(STATED TASK) Lay out the lines of the records below as a JSON list of strings, one string per line with blank lines left out, starting with the line that contains "the alloy wheel." and going on through the final line of the records.

### SUPPLIED DATA

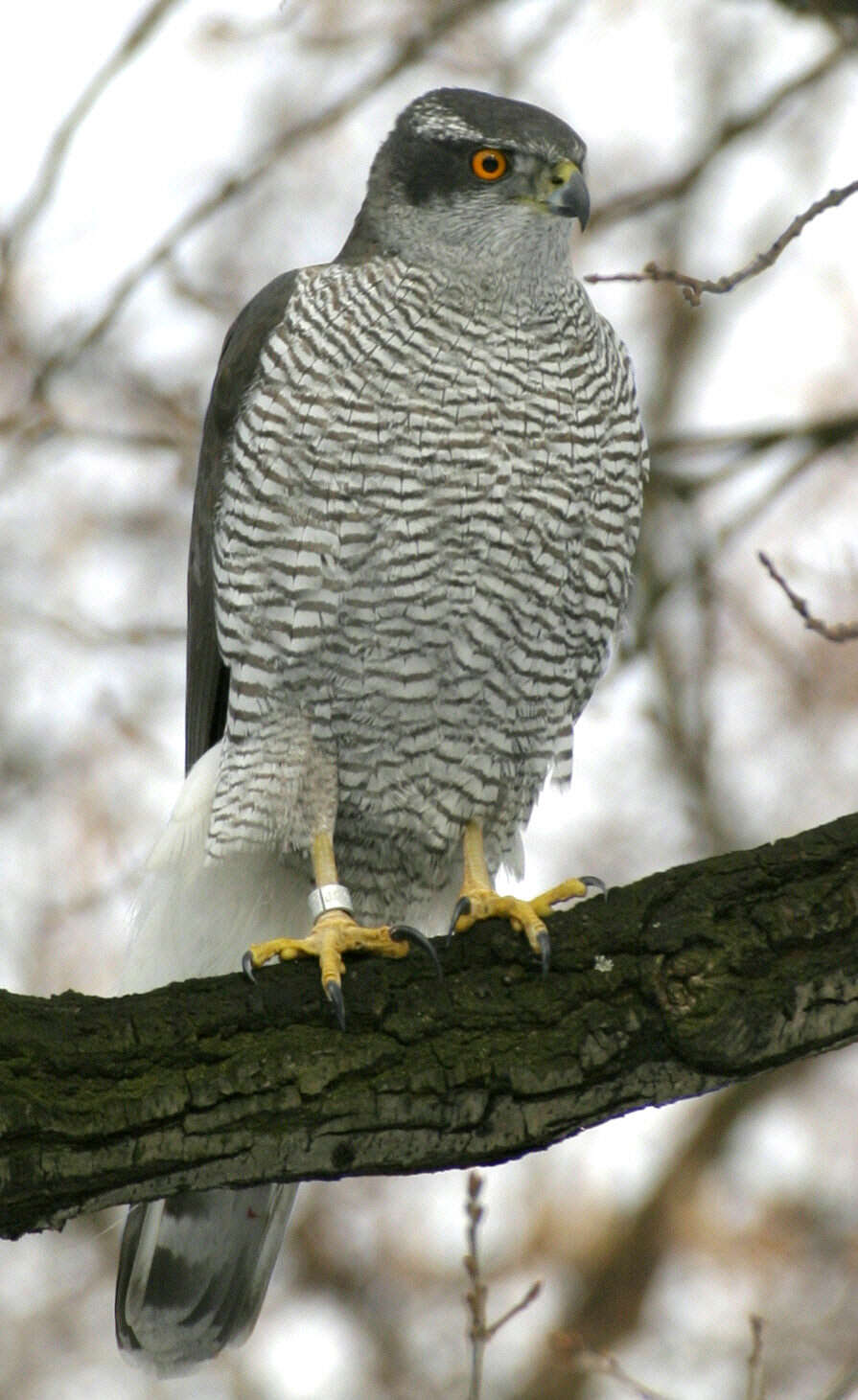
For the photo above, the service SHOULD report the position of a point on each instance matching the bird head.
(474, 179)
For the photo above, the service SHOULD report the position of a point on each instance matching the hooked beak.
(568, 194)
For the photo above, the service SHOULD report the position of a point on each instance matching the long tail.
(194, 1273)
(194, 1270)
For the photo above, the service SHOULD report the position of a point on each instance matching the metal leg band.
(325, 898)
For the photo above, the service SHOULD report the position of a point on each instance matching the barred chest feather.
(422, 549)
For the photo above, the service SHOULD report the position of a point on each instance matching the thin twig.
(694, 287)
(52, 161)
(831, 631)
(756, 1381)
(593, 1363)
(481, 1332)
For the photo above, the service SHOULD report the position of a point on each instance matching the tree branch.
(674, 986)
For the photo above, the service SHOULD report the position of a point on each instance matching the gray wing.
(194, 1270)
(207, 683)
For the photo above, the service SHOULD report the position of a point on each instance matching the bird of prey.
(417, 503)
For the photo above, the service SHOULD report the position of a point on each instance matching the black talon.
(404, 932)
(462, 907)
(335, 995)
(545, 951)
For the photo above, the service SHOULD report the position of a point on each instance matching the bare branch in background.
(756, 1378)
(480, 1332)
(831, 631)
(52, 161)
(662, 192)
(595, 1364)
(694, 287)
(407, 54)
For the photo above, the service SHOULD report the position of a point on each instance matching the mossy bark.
(674, 986)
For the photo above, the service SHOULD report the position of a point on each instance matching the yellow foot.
(526, 916)
(334, 934)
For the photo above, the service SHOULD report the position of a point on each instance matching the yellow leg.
(480, 901)
(334, 931)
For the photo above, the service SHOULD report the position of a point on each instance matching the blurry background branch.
(830, 631)
(674, 986)
(694, 287)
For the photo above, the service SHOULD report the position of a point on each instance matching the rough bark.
(674, 986)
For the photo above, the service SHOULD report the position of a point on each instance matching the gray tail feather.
(194, 1272)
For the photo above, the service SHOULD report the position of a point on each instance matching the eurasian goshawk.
(417, 503)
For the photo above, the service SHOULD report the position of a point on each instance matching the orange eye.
(489, 164)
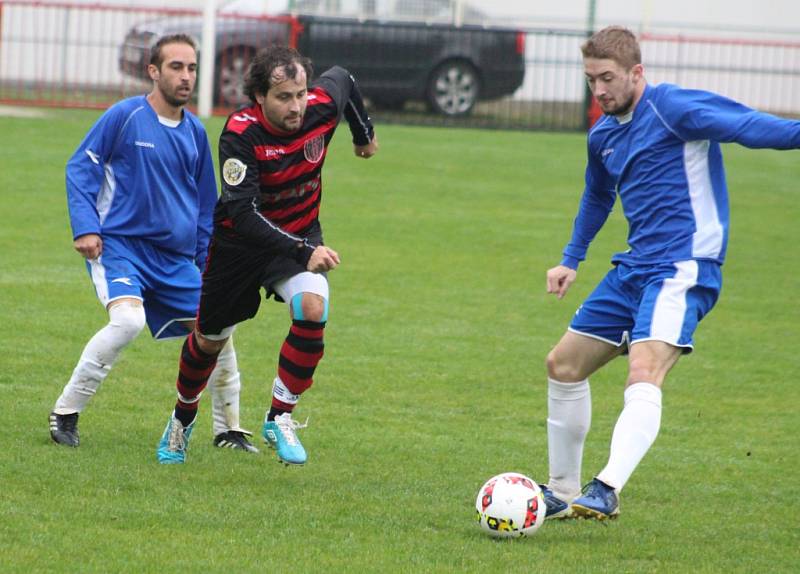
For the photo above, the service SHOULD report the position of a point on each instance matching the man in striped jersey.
(267, 235)
(657, 148)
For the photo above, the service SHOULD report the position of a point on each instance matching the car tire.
(453, 88)
(230, 70)
(390, 104)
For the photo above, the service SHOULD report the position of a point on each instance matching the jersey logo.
(233, 171)
(314, 148)
(244, 118)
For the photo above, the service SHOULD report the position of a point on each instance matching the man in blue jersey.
(657, 148)
(141, 194)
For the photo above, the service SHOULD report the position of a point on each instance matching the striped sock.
(300, 354)
(195, 368)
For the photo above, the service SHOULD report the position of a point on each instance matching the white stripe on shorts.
(670, 305)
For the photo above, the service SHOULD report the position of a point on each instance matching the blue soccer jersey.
(133, 176)
(664, 162)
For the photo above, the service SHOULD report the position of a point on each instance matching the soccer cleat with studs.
(280, 435)
(174, 442)
(235, 439)
(64, 429)
(557, 509)
(598, 501)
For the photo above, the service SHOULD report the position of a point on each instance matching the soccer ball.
(510, 505)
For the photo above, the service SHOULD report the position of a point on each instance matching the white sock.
(125, 322)
(224, 384)
(569, 416)
(634, 433)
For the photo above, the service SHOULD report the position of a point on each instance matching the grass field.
(432, 382)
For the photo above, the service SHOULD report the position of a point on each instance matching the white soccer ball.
(510, 505)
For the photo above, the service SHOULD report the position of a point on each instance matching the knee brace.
(297, 308)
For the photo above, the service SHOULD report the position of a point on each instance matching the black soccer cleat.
(64, 429)
(236, 440)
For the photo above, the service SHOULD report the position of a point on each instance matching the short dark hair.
(156, 55)
(614, 43)
(258, 79)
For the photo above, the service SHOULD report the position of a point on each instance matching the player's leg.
(307, 297)
(230, 294)
(673, 300)
(197, 362)
(118, 288)
(569, 414)
(225, 386)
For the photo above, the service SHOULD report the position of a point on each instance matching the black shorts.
(232, 282)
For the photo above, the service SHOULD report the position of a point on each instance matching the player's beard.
(622, 108)
(177, 97)
(293, 127)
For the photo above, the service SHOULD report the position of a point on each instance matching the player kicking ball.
(657, 148)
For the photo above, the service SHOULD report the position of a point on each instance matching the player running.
(141, 196)
(267, 234)
(657, 148)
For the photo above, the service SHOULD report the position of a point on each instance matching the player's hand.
(367, 151)
(90, 245)
(323, 259)
(559, 278)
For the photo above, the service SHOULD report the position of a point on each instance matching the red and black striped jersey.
(271, 181)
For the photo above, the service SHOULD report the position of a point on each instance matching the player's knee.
(561, 369)
(310, 307)
(127, 320)
(643, 369)
(212, 346)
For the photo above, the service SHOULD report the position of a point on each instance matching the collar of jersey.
(268, 126)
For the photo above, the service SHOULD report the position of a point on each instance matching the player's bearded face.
(613, 86)
(284, 104)
(177, 76)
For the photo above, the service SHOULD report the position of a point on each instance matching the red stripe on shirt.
(273, 152)
(278, 214)
(291, 172)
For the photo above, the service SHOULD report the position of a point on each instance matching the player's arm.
(240, 195)
(206, 196)
(343, 88)
(700, 115)
(85, 176)
(596, 204)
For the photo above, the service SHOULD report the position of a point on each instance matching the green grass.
(433, 381)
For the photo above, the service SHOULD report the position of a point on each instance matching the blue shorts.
(167, 283)
(662, 302)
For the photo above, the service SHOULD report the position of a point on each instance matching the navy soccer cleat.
(597, 501)
(557, 509)
(64, 429)
(234, 439)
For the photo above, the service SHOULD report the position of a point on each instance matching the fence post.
(205, 96)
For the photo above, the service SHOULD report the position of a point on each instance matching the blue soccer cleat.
(174, 442)
(557, 509)
(598, 501)
(280, 434)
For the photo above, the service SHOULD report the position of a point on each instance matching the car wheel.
(453, 88)
(391, 104)
(231, 67)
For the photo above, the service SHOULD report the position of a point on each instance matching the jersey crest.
(314, 148)
(233, 171)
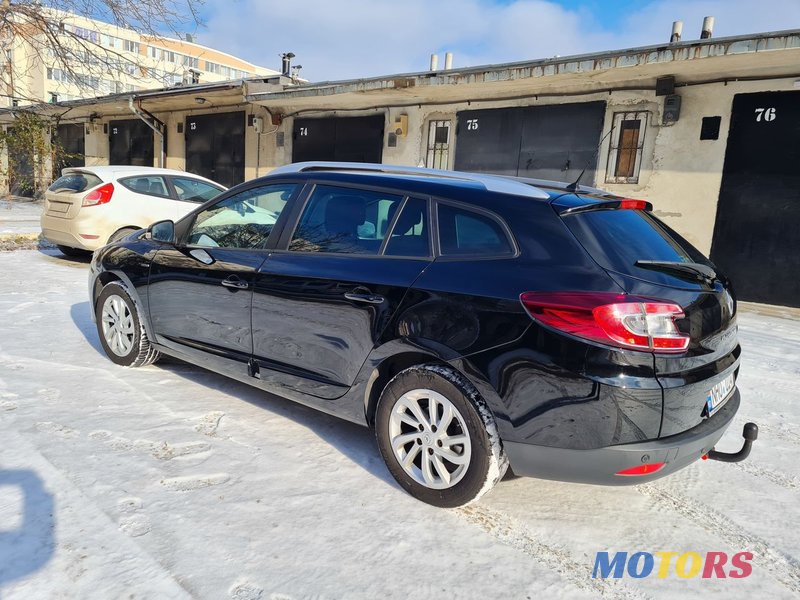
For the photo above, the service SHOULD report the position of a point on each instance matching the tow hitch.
(750, 435)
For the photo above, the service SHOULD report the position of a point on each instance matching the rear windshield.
(75, 182)
(616, 239)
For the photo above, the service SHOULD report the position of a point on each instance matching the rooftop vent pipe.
(448, 61)
(677, 30)
(286, 64)
(708, 27)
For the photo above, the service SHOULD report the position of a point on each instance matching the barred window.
(438, 145)
(625, 151)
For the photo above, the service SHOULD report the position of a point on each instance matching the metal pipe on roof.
(708, 28)
(677, 31)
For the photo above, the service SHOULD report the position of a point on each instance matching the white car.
(88, 207)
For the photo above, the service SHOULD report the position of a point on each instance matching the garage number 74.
(765, 114)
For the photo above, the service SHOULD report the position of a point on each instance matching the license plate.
(719, 394)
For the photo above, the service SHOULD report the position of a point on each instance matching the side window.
(75, 182)
(344, 220)
(150, 185)
(241, 221)
(410, 232)
(463, 232)
(192, 190)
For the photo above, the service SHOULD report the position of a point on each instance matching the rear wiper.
(696, 271)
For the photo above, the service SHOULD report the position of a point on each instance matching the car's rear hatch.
(63, 199)
(649, 260)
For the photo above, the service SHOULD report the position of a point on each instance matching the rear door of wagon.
(648, 259)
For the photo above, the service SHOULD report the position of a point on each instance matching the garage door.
(546, 142)
(130, 143)
(757, 230)
(70, 139)
(351, 139)
(215, 147)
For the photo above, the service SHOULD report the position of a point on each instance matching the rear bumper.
(599, 466)
(65, 233)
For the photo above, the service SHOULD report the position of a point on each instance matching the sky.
(361, 38)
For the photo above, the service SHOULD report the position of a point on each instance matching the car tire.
(120, 329)
(459, 438)
(121, 233)
(73, 252)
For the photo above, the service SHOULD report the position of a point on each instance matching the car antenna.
(574, 185)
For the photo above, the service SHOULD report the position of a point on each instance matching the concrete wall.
(680, 174)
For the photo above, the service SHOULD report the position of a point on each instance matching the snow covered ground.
(172, 482)
(20, 217)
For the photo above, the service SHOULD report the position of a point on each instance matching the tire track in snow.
(772, 431)
(513, 533)
(785, 481)
(784, 568)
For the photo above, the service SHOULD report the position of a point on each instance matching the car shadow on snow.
(27, 548)
(57, 255)
(354, 441)
(81, 314)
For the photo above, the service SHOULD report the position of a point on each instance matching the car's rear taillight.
(612, 319)
(101, 195)
(645, 469)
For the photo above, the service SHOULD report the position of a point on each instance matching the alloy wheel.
(118, 328)
(429, 439)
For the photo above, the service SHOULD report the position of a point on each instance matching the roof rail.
(491, 183)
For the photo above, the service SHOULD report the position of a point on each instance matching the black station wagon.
(473, 321)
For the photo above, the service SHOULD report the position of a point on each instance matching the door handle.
(368, 298)
(233, 281)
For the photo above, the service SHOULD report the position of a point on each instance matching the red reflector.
(642, 469)
(611, 319)
(633, 204)
(101, 195)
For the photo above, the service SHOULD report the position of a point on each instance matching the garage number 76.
(765, 114)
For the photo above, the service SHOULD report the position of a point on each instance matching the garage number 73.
(765, 114)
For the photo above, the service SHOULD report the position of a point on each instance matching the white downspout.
(162, 156)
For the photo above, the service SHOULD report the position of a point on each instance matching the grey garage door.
(546, 142)
(130, 143)
(351, 139)
(757, 230)
(71, 140)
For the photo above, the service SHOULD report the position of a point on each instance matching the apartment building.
(103, 59)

######

(THE RESULT)
[
  "For the photo above, the service SHOULD report the position of a point on each instance matching the alloy wheel.",
  "(118, 328)",
  "(429, 439)",
  "For the photo above, the service SHOULD report the position of a point on each instance matching the roof rail.",
  "(491, 183)",
  "For the photo above, the service SHOULD report the position of a point on each instance matching the black station wagon.",
  "(473, 321)",
  "For the photo above, the service SHOULD report the position of a point on each instance matching the door handle.",
  "(368, 298)",
  "(233, 281)",
  "For the photo above, the service SHOULD report the position of a point on each instance matching the red reflector.",
  "(642, 469)",
  "(611, 319)",
  "(633, 204)",
  "(101, 195)",
  "For the photo above, the service SHOULD report the position of a point on each instance matching the garage number 76.",
  "(765, 114)",
  "For the photo above, the service SHOULD report the position of a point on each instance matching the garage number 73.",
  "(765, 114)",
  "For the photo above, the service SHOULD report the position of a point on each instance matching the white downspout.",
  "(162, 156)",
  "For the photo above, the service SHOULD report the position of a point on each instance matching the grey garage door.",
  "(546, 142)",
  "(130, 143)",
  "(351, 139)",
  "(757, 230)",
  "(71, 140)",
  "For the photo above, the service SHOULD report the position of a point on each instance matching the apartment building.",
  "(103, 59)"
]